> [Task] Please write out the lines below again, starting at the beginning of the records and ending at the line that contains "top-left (347, 225), bottom-right (398, 249)", that line included. Increase every bounding box coordinate that sits on its own line by 117, and leave the pictures out.

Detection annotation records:
####################

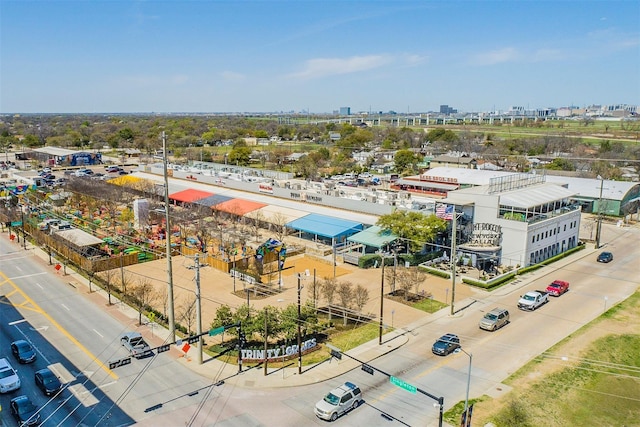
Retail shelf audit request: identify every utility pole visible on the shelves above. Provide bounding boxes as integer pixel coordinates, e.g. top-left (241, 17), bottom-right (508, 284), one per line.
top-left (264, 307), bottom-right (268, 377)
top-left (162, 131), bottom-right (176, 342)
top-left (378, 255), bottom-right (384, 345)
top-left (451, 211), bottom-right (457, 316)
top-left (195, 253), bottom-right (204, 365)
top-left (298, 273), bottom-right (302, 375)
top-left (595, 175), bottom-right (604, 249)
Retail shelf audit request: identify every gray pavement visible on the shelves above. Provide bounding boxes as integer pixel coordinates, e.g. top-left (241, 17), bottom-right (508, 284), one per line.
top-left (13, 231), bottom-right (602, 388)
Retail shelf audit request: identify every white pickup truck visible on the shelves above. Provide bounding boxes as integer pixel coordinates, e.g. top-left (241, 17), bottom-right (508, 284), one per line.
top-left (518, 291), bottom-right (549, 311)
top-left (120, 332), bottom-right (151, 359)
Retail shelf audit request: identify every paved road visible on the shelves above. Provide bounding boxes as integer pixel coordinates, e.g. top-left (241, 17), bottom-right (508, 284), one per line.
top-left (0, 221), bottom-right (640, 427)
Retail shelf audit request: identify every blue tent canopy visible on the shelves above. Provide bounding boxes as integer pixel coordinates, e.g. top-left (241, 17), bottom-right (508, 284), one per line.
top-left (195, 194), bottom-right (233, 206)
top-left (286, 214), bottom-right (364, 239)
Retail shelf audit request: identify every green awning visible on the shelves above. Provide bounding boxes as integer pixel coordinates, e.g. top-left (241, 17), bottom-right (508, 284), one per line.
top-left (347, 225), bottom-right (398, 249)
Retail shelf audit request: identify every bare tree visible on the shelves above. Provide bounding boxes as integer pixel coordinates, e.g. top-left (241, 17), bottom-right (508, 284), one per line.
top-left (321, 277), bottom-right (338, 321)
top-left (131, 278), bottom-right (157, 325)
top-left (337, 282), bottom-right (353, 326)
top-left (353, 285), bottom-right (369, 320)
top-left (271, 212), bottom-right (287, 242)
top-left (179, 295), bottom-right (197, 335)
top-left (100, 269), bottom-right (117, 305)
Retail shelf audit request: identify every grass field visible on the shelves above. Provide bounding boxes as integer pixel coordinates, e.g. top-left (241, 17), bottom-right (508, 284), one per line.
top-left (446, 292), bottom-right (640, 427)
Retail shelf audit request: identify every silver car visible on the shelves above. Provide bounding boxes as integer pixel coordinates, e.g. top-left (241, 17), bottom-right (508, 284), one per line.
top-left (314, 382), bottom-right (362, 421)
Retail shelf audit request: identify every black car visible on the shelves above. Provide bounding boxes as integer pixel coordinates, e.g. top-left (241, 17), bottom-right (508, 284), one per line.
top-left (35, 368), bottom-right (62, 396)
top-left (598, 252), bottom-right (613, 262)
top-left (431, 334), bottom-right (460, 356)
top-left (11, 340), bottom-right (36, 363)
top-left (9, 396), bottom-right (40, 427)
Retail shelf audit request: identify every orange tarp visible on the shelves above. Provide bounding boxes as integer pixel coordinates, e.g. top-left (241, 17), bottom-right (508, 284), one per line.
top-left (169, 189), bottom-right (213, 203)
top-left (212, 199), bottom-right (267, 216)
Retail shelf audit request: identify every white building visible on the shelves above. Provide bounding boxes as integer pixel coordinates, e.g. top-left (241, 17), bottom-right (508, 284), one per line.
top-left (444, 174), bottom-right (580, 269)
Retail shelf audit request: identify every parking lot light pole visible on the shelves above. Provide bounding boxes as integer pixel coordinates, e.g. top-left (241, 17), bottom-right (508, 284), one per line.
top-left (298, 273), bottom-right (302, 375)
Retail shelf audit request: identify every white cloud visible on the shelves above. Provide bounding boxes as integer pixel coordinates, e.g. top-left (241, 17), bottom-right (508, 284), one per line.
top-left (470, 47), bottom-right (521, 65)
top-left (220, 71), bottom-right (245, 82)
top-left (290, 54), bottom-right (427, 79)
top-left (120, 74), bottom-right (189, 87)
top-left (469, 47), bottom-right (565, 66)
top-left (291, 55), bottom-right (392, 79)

####################

> [Full output]
Retail shelf audit request: identify every utility pole visible on the shelves above. Provide bounding boxes as integer pixel coordinates, e.g. top-left (241, 17), bottom-right (508, 284), one per line.
top-left (381, 424), bottom-right (385, 494)
top-left (279, 248), bottom-right (293, 459)
top-left (495, 372), bottom-right (501, 462)
top-left (568, 328), bottom-right (574, 433)
top-left (312, 370), bottom-right (321, 482)
top-left (415, 390), bottom-right (419, 492)
top-left (712, 292), bottom-right (721, 366)
Retail shelf audit request: identify every gray pavement visible on the shelves above. Provide bounding boxes as integer pixel coordinates, e.g. top-left (241, 17), bottom-right (508, 284), one per line.
top-left (130, 348), bottom-right (719, 505)
Retail shelf audit request: identify every white pickup truck visible on the shelves above. Provide bounding boxes as integer pixel coordinates, e.g. top-left (241, 17), bottom-right (508, 284), one per line.
top-left (635, 408), bottom-right (666, 428)
top-left (237, 449), bottom-right (268, 476)
Retail shelf audit request: identify every paved road visible on the shelves above. Provide bounding boxes as integer pixel coordinates, e.g. top-left (241, 17), bottom-right (508, 284), one per line.
top-left (117, 338), bottom-right (757, 544)
Retail shelf audit request: identify every blue tent canopy visible on the shelves above. Provide bounding boxes as integer pixel coordinates, e.g. top-left (241, 17), bottom-right (508, 284), one per line.
top-left (312, 311), bottom-right (350, 323)
top-left (403, 331), bottom-right (481, 356)
Retail shelf audit request: identify every green awning visible on the shelves above. Provide bounding boxes as integer pixel coordinates, e.g. top-left (241, 17), bottom-right (508, 284), one per line.
top-left (464, 342), bottom-right (515, 366)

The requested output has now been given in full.